Extract provided:
Parallel programs have used graphical output directly in scientific
computing. For example, the Express system supports graphic primitives
that allow multiple processors to cooperate in the generation of a single
image (see for example "Express C Reference Guide" 1990). This is a very
flexible medium, which allows the programmer full freedom of expression;
however, it also forces the programmer to take care of all the little
details and make many design choices. Therefore graphical output is
relatively hard to use in all of these prior systems, and consequently, it
is usually not considered a viable alternative to text output at the
program development stage.
SUMMARY OF THE INVENTION
It is an object of this invention to provide application programs running
on massively parallel multiprocessors with a simple-to-use graphical
output mechanism that may replace text output.
Another object is to allow the application programs direct control over the
appearance of this output in terms of graphical symbols.
These and further objects and features are achieved in accordance with this
invention by creating an output window on the user's terminal screen when
a parallel program is executing. This window displays an array of
graphical elements. The graphical elements are partitioned into groups of
one or more graphical elements per group. Each partition of graphical
elements represents a task (or thread depending upon the definition of
task and/or thread) of the parallel program. If only one task (or thread)
is running on each processor, then each partition of graphical elements
will also represent one processor.
These graphical elements are capable of assuming any one of several (or
many) different graphical states. Preferably each of these graphical
elements is a small geometrically shaped area on the user's screen
(preferably a square) and the different graphical states are each
represented by a different color for the graphical element. An array such
as this looks to the user like an array of color-coded LEDs, so we have
called these graphical elements VLEDs (for virtual LEDs) in the
description of a preferred embodiment).
In each such partition there is optionally and preferably one graphical
element which represents the text I/O status of the task or thread
represented by that partition of the array of graphical elements. We have
called these special function graphical elements I/O status indicators and
have described and claimed this feature more particularly in a separate
patent application filed on the same day as this patent application and
entitled "GRAPHICAL USER INTERFACE FOR MANAGING TEXT I/O BETWEEN A USER
AND A PARALLEL PROGRAM".

Material shown:
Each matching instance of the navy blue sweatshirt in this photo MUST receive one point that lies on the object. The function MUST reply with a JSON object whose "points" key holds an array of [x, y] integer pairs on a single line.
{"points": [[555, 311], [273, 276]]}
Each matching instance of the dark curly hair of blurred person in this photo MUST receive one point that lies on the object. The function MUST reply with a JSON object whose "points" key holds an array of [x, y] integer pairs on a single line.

* * *

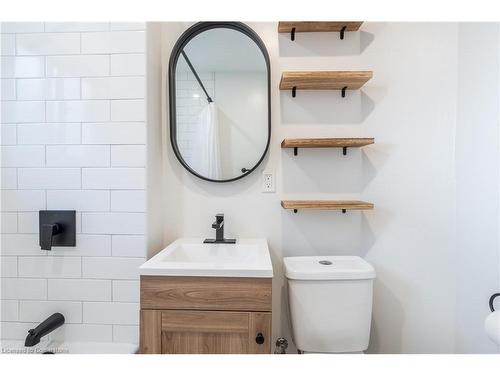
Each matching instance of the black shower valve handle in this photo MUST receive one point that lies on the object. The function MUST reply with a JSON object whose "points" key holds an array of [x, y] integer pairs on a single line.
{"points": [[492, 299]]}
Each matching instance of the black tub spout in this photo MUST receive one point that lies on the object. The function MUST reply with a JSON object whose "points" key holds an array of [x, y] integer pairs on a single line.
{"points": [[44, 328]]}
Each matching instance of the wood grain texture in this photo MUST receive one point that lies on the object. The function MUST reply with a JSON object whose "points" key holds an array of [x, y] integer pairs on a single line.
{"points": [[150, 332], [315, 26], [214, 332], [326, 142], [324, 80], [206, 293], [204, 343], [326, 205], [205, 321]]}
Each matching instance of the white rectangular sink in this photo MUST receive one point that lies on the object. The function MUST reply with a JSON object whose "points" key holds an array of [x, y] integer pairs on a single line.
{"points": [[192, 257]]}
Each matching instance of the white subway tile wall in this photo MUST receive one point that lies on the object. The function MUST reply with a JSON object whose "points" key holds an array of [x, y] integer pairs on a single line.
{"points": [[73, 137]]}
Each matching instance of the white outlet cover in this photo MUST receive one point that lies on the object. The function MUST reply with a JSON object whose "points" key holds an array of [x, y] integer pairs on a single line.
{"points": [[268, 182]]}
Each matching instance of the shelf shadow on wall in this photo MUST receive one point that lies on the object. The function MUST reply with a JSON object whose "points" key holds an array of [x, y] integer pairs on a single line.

Written task: Please state the name that the patent text above gives to the small color-coded graphical elements.

The reply: They are called VLEDs, for virtual LEDs.